PASSAGE SHOWN>
* Start *

With the number of cars, vans and light trucks on the roads expected to double in the next 25 years, there is considerable research in progress aimed at developing new techniques to increase the efficiency and reduce the carbon footprint of existing low carbon vehicles (LCV). Currently, less than one in every thousand of the vehicles on the UK roads are pure electric or hybrid with the other nine hundred and ninety nine being powered by an internal combustion engines (ICE), petrol or diesel.
As part of the "Ultra Boost" project, a research team at Imperial College London is developing a new supercharger test rig with the aim of assessing the performance of boosting components to allow smaller, more fuel efficient engines to replace larger, less environmentally friendly types. A key component of the system monitoring the efficiency of the supercharger is a Kistler Smart torque sensor which is able to operate precisely and reliably at high speed.

* End *

Pointing records
* Start *

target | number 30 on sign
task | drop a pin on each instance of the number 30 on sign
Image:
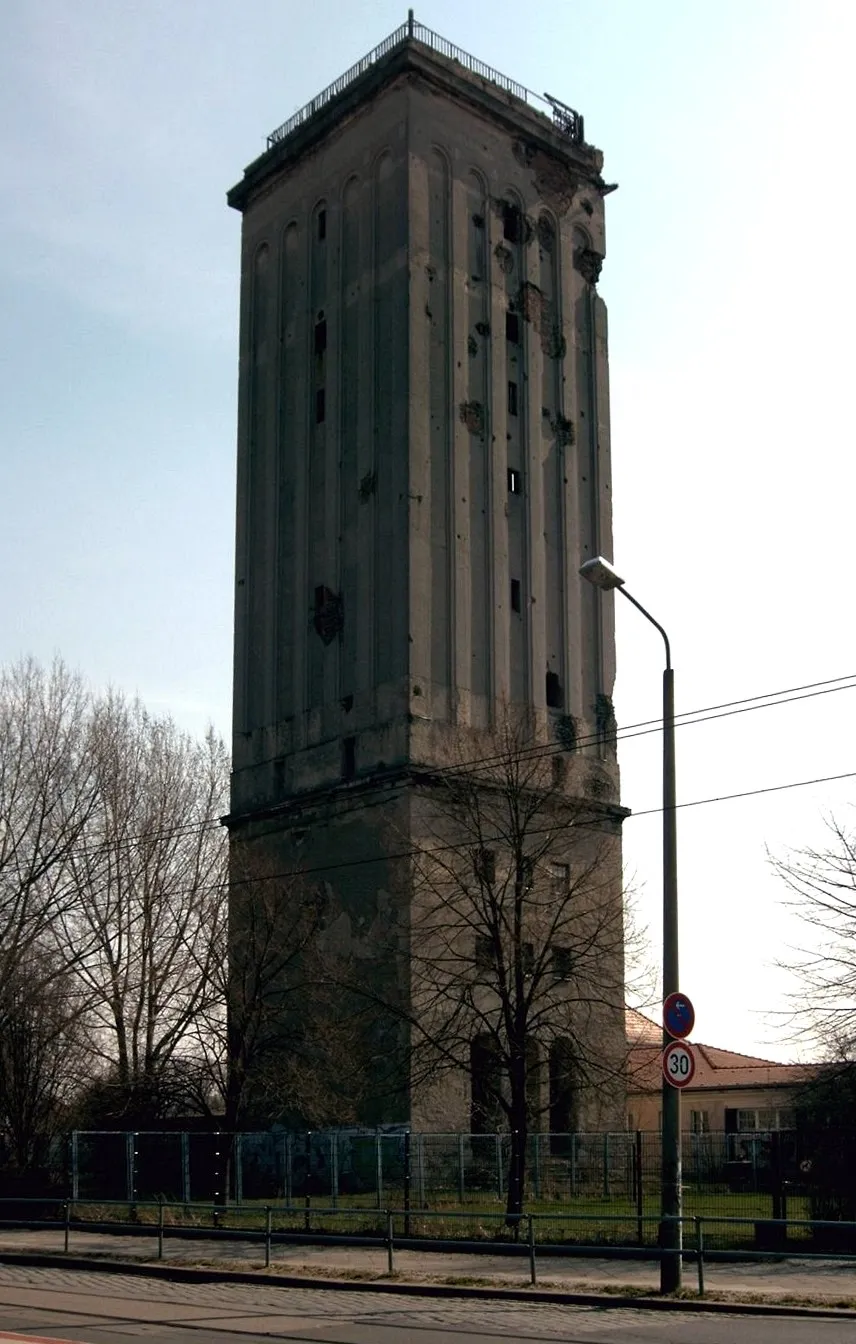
(679, 1063)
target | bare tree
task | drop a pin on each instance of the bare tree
(47, 797)
(516, 944)
(45, 1053)
(821, 886)
(149, 868)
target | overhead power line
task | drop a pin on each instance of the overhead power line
(686, 718)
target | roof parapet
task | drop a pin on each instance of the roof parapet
(565, 120)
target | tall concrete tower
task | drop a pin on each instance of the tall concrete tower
(422, 454)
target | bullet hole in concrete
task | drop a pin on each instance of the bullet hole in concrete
(555, 698)
(546, 233)
(589, 264)
(563, 429)
(566, 731)
(473, 415)
(328, 616)
(348, 758)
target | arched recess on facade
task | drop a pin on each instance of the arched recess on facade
(562, 1087)
(485, 1086)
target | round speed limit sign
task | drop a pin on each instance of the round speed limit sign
(679, 1063)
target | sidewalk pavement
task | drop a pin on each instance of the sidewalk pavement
(817, 1281)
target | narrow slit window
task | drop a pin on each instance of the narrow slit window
(511, 222)
(348, 758)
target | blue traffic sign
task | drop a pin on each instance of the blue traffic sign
(679, 1016)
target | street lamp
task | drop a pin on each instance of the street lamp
(601, 574)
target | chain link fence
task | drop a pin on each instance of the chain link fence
(753, 1175)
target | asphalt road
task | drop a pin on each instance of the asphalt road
(92, 1308)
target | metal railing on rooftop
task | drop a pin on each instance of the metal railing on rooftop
(565, 120)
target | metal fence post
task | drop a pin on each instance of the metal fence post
(390, 1245)
(421, 1168)
(461, 1168)
(308, 1184)
(75, 1165)
(238, 1169)
(289, 1169)
(186, 1167)
(640, 1208)
(129, 1167)
(407, 1183)
(335, 1169)
(379, 1168)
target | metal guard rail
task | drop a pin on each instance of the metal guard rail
(696, 1253)
(565, 120)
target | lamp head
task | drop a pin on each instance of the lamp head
(601, 573)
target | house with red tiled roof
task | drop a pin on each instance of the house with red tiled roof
(730, 1092)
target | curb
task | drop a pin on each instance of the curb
(183, 1273)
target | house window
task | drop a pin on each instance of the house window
(348, 758)
(559, 876)
(561, 962)
(484, 863)
(484, 952)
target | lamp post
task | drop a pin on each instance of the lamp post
(601, 574)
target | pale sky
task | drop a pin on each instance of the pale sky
(730, 281)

* End *

INSTRUCTION A> Rewrite the passage on low carbon vehicles, beginning at the words "With the number" and stopping after "petrol or diesel.", with "double" replaced by "triple".
INSTRUCTION B> Continue the passage on supercharger research for low carbon vehicles from where it stops.

WRITTEN REPLY A>
With the number of cars, vans and light trucks on the roads expected to triple in the next 25 years, there is considerable research in progress aimed at developing new techniques to increase the efficiency and reduce the carbon footprint of existing low carbon vehicles (LCV). Currently, less than one in every thousand of the vehicles on the UK roads are pure electric or hybrid with the other nine hundred and ninety nine being powered by an internal combustion engines (ICE), petrol or diesel.

WRITTEN REPLY B>
The key to obtaining accurate, repeatable data is the precise monitoring of all the parameters relating to rig performance. Dr Alessandro Romagnoli explains, "To measure the supercharger performance, we needed to replicate the same layout as the engine. The supercharger is driven by an electric motor which, by a system of gears with different ratios, runs the supercharger up to 24,000 rpm providing up to 50Nm. The Kistler Smart torque sensor is located in one shaft (replicating the engine crankshaft) and by measuring the power supplied by the electric motor and the power consumed by the supercharger it is possible to calculate the supercharger efficiency. There being little point in developing a system that absorbs a significant proportion of the total power output of the engine, especially when the system is running light."
With its long established expertise in using torque measuring technology in demanding applications, Kistler sensors are widely used whenever precision and long life are demanded.